=== Begin Enclosure ===

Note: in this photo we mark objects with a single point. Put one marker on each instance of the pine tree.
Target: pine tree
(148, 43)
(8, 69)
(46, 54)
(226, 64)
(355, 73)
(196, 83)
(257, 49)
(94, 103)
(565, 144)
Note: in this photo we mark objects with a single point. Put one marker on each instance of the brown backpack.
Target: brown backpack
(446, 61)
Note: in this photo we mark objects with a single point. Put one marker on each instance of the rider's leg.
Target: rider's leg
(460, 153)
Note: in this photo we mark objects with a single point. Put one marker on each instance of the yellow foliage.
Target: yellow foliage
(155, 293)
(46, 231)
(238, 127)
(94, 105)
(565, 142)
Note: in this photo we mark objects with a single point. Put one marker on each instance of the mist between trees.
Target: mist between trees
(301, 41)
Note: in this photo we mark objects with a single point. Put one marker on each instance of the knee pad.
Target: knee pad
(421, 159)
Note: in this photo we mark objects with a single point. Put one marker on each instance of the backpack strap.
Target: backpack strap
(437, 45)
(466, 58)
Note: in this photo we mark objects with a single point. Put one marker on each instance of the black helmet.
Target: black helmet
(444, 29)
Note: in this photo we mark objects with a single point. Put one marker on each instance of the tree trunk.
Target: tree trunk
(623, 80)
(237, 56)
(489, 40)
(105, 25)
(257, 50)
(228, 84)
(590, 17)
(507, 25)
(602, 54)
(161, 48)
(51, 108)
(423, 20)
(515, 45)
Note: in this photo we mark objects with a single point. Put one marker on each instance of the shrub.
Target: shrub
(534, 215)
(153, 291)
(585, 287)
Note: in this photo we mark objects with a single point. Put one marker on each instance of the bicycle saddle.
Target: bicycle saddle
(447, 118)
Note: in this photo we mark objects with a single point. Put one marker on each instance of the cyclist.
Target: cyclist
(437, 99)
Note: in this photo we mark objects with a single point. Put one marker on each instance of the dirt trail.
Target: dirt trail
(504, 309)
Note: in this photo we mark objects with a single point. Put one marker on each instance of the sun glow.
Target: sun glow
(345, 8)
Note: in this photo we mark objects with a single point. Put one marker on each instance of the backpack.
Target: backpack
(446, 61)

=== End Enclosure ===

• TASK TO COMPLETE: An exact reproduction of all the entries above is the expected answer.

• OUTPUT FOR THIS TASK:
Note: in this photo we mark objects with a single point. Put one marker on each instance of the pine tree.
Target: pine tree
(148, 43)
(8, 69)
(46, 54)
(226, 64)
(355, 73)
(196, 83)
(257, 49)
(94, 103)
(565, 144)
Note: in this photo we mark objects with a single point. Put one marker on each instance of the brown backpack.
Target: brown backpack
(446, 61)
Note: in this photo we mark objects with a single point. Put one marker on each instance of the rider's leg.
Target: rider's leg
(460, 153)
Note: in this photo we mark objects with a single point. Put one marker on each instance of the yellow foliage.
Target: yellow foliage
(155, 293)
(46, 231)
(238, 127)
(94, 105)
(565, 142)
Note: in this photo we mark objects with a single point. Put one marker on each instance of the mist between trees.
Target: mist between trees
(301, 41)
Note: in this photo we mark objects with a single point. Put one marker on each instance of the knee pad.
Target: knee pad
(421, 159)
Note: in this photo we mark objects with a single point. Put one marker on each instance of the backpack strap.
Target: backpack strap
(437, 45)
(466, 58)
Note: in this photo we mark objects with a single point. Put one marker on each instance of the black helmet.
Target: black helmet
(444, 29)
Note: in this photo we mark objects with a single point. Put one marker on each instance of the tree trunk.
Target: tree trunk
(623, 80)
(237, 56)
(489, 40)
(105, 25)
(257, 50)
(228, 84)
(590, 17)
(507, 25)
(602, 54)
(161, 48)
(51, 108)
(423, 20)
(515, 45)
Note: in this photo we mark objects with a single point. Put one marker on each instance of the shrub.
Target: shrub
(534, 215)
(153, 291)
(585, 287)
Note: in this photo we mark objects with a single point. Put one marker on each instance of the bicycle saddle.
Target: bicycle saddle
(447, 118)
Note: in this photo we mark objects with a single point. Put one marker on each instance of the cyclist.
Target: cyclist
(437, 99)
Note: in this photo we mark objects with a single point. Put one marker on each instance of the dirt trail.
Target: dirt trail
(504, 309)
Note: in this photo we mark objects with a single point. Put one marker on each instance of the sun glow.
Target: sun glow
(345, 8)
Note: in this photo we mark objects with a single point. Put one marker on each instance of the backpack.
Target: backpack
(446, 61)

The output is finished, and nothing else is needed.